[TASK BRIEF]
Filter the entries for the word "yellow". Copy each line in which it occurs.

Dataset items
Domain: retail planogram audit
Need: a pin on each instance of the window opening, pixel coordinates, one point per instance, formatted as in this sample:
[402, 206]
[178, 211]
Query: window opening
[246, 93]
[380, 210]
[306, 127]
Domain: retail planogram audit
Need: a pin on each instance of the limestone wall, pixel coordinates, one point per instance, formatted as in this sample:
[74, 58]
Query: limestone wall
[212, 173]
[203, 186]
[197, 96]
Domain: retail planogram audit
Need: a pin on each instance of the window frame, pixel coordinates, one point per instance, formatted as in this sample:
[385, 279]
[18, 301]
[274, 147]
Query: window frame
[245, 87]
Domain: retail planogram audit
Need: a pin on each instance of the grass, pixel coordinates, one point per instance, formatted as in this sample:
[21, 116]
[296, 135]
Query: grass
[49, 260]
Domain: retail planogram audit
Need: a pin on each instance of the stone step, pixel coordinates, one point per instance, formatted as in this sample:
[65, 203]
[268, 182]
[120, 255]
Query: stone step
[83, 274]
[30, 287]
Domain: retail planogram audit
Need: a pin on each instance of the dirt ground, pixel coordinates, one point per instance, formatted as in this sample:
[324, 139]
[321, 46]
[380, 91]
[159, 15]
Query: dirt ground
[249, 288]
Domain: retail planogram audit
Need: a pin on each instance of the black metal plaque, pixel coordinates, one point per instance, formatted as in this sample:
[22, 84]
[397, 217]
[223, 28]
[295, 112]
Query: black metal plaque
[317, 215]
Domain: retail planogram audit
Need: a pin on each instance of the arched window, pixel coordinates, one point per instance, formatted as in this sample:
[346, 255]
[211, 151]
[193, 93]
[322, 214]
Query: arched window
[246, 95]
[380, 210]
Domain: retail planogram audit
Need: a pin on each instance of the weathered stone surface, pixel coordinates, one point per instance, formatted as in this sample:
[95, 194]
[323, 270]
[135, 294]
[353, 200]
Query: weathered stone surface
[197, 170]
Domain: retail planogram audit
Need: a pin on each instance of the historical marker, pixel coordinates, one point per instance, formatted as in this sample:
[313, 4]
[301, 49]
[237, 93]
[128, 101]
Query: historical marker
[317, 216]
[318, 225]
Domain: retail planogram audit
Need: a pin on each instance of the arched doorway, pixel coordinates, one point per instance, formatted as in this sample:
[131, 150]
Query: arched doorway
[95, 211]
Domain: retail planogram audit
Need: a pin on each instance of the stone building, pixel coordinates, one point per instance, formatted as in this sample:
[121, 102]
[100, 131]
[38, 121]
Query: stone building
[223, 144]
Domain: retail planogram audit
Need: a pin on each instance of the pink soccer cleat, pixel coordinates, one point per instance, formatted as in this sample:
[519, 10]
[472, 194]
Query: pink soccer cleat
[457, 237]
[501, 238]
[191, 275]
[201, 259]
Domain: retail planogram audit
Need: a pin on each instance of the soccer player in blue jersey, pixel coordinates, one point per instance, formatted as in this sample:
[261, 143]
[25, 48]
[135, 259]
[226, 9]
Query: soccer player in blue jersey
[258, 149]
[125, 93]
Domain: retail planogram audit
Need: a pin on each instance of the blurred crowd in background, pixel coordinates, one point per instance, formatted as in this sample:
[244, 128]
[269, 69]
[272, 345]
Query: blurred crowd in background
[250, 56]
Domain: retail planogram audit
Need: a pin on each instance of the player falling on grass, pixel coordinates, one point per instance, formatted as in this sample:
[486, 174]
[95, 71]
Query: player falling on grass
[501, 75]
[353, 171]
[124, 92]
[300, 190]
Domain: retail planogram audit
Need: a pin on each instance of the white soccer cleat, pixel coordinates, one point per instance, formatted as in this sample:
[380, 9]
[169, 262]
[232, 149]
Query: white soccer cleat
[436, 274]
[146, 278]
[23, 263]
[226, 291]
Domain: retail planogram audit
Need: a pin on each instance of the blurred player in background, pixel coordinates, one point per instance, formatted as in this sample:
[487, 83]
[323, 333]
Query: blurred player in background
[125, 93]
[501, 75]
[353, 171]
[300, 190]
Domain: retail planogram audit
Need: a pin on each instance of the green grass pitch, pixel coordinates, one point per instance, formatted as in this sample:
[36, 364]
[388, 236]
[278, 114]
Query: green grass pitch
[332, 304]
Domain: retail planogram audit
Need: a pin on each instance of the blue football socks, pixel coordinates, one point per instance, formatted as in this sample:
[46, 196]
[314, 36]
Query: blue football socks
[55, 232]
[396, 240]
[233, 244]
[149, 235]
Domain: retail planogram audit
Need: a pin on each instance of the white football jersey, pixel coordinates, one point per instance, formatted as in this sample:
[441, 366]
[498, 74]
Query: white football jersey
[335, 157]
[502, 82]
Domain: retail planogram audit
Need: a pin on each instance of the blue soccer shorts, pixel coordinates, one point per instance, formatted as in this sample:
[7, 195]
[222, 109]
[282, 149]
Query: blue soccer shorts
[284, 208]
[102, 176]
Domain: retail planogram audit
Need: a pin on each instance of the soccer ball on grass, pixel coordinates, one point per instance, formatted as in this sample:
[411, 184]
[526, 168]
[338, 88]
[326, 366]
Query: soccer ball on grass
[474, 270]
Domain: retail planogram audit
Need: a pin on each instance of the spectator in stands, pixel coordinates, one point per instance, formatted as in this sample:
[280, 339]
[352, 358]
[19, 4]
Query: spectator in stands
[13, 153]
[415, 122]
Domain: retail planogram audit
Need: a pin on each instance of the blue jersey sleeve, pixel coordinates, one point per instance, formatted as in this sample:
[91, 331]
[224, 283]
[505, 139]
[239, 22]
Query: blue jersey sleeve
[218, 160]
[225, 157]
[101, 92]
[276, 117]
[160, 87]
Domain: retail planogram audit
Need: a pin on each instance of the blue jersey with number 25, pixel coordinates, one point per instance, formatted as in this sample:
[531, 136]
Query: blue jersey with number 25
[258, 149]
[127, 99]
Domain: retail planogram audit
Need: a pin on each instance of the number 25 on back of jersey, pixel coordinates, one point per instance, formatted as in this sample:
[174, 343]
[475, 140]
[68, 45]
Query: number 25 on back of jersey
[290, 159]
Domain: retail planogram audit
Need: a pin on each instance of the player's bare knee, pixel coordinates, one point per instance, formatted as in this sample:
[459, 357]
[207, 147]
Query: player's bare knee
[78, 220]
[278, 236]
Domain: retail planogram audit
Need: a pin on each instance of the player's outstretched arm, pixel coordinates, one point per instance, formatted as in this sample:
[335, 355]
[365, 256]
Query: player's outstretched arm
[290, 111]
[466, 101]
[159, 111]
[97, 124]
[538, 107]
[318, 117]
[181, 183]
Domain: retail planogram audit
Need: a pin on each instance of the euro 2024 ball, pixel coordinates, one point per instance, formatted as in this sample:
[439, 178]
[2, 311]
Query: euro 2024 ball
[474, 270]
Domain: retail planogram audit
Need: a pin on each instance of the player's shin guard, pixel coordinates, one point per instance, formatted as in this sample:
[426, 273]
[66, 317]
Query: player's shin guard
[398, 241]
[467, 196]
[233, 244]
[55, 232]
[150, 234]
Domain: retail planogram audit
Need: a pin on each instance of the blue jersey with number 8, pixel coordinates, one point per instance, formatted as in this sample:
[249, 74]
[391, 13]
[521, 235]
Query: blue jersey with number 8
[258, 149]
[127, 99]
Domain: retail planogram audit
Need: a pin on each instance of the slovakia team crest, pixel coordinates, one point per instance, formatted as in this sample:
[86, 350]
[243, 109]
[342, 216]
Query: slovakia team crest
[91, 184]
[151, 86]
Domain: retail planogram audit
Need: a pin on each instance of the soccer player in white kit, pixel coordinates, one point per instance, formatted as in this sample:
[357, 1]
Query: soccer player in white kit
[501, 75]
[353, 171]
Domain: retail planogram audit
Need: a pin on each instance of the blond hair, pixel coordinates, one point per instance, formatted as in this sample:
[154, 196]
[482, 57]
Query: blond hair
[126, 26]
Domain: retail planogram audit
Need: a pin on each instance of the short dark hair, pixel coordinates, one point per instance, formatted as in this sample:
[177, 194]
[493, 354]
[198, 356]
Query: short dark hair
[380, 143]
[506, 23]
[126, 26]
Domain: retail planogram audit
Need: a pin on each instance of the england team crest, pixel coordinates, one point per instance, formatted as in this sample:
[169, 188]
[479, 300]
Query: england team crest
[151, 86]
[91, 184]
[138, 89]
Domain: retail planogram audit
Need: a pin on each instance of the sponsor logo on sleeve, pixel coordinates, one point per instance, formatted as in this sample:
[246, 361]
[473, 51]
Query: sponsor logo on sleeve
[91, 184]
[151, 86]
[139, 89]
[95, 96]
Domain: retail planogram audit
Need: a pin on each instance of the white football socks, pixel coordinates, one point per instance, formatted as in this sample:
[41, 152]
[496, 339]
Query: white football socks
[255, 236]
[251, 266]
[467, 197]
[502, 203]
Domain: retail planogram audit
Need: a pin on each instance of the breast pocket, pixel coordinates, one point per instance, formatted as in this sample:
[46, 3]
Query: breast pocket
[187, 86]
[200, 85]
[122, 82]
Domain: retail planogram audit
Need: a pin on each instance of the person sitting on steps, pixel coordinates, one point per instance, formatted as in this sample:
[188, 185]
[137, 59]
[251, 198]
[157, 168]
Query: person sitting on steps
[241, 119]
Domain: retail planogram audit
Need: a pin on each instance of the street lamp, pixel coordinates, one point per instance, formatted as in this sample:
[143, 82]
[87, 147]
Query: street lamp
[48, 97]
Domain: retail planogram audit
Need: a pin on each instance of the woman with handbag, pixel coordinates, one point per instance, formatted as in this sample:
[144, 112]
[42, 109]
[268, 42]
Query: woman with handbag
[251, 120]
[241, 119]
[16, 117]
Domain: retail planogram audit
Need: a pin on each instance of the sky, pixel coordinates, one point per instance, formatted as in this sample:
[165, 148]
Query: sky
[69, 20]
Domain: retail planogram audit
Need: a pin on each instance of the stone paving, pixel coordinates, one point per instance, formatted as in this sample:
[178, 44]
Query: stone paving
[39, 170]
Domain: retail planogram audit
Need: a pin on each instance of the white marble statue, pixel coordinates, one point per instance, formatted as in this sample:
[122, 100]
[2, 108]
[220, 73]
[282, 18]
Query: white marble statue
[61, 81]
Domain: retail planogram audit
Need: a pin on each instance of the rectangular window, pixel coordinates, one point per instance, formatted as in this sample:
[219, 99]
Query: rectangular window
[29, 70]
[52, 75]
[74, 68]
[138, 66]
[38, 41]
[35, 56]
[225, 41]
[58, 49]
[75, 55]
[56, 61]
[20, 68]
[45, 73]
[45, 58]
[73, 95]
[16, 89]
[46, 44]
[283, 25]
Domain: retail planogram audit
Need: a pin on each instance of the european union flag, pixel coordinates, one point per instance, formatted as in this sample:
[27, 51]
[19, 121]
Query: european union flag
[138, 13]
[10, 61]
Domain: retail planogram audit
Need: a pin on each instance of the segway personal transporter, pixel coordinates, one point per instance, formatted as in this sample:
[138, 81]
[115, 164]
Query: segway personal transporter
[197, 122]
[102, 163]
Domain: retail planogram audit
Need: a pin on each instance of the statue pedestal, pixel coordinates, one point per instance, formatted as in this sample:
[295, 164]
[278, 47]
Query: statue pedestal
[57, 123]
...
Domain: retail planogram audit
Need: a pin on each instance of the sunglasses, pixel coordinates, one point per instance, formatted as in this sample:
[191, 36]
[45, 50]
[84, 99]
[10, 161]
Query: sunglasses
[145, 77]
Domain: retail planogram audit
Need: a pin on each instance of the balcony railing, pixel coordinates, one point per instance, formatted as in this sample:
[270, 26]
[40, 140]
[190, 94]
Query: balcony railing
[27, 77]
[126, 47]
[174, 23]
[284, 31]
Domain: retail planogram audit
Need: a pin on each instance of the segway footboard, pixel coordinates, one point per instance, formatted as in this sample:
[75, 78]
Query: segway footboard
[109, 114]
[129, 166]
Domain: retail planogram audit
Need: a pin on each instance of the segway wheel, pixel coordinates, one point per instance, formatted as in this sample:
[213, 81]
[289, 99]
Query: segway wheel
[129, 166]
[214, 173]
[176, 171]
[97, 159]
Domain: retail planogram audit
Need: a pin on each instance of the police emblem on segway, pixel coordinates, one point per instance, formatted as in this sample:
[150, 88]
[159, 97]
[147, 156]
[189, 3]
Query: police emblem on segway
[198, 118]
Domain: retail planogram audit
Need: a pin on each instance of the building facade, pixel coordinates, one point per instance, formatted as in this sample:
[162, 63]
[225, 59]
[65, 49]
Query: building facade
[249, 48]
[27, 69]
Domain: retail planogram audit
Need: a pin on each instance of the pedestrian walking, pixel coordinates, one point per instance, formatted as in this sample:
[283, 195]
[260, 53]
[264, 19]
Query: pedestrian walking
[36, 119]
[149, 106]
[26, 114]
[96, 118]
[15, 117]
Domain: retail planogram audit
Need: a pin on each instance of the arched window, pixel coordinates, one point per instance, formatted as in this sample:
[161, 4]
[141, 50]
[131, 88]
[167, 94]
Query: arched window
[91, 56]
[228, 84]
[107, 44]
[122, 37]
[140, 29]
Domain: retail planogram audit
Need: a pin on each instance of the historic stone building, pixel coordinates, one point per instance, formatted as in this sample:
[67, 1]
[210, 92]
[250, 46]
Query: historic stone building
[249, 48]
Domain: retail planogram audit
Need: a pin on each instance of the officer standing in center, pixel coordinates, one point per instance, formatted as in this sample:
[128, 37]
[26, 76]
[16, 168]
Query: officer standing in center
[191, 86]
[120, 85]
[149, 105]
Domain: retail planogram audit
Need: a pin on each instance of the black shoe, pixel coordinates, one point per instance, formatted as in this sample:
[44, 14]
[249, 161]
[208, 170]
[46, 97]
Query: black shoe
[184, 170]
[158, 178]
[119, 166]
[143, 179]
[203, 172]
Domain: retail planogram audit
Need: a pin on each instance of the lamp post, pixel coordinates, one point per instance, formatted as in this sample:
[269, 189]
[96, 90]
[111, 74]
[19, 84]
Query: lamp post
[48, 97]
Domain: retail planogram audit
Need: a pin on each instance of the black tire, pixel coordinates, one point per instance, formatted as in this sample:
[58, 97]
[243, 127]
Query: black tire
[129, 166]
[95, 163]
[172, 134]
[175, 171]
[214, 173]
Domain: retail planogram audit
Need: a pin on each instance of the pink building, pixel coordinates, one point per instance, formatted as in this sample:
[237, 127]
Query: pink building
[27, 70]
* * *
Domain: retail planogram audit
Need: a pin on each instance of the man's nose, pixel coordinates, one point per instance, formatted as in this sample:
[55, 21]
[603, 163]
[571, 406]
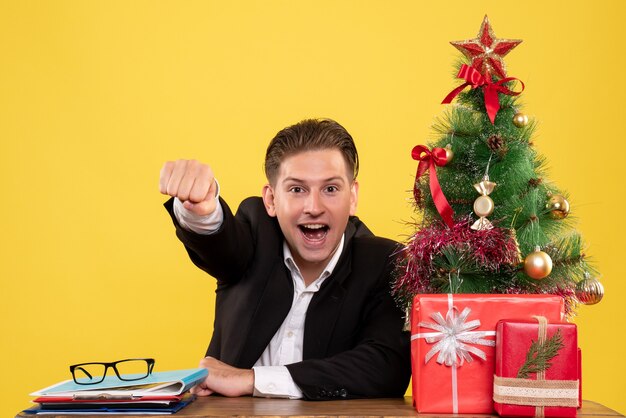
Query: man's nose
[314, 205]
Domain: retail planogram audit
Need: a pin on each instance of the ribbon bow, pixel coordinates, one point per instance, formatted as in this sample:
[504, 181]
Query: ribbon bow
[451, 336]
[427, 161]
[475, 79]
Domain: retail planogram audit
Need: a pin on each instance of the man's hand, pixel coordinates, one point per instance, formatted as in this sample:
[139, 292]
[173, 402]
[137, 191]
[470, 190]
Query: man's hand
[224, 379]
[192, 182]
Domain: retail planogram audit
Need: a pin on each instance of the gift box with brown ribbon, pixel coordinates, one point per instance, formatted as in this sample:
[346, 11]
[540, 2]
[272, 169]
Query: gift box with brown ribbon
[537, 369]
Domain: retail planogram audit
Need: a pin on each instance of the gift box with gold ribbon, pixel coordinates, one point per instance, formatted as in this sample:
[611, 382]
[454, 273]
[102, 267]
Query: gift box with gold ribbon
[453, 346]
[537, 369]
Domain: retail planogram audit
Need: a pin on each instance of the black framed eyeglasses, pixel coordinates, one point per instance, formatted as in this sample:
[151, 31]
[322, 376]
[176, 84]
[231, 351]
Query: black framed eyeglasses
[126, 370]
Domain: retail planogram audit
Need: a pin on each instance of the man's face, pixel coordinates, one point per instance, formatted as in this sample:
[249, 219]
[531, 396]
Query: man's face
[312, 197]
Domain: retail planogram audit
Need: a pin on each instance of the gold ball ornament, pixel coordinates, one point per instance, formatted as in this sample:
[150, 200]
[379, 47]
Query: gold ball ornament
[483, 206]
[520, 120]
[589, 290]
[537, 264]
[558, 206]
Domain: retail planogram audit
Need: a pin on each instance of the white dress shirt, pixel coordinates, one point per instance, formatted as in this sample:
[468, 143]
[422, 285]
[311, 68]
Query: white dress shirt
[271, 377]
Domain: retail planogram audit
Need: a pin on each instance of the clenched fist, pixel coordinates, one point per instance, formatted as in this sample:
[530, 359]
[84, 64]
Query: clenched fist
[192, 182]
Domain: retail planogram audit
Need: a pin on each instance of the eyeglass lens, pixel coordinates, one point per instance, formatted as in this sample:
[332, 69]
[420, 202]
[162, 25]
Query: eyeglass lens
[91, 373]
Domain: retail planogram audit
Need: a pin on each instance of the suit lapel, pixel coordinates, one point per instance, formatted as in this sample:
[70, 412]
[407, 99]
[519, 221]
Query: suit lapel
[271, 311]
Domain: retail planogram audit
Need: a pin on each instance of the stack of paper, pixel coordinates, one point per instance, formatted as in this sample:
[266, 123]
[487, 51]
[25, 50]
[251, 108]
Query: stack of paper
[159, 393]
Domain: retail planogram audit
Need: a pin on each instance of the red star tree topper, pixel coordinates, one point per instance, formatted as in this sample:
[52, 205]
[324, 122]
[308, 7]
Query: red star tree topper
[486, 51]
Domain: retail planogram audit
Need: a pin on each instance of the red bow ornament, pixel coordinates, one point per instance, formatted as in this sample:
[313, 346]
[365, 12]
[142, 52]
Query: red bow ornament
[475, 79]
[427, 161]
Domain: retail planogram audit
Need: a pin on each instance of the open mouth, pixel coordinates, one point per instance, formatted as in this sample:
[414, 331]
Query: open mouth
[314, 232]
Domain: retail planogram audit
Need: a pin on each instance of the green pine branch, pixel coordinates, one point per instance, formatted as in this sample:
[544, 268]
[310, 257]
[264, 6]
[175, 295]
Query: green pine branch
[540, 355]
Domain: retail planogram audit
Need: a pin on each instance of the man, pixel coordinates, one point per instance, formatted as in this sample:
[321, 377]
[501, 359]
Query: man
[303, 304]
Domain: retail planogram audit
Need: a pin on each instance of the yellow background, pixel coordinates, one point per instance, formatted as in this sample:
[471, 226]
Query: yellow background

[SOLUTION]
Need: a pin on each instance of the yellow background, pixel coordinates, one point per instance, formatted as in this sample:
Query: yellow background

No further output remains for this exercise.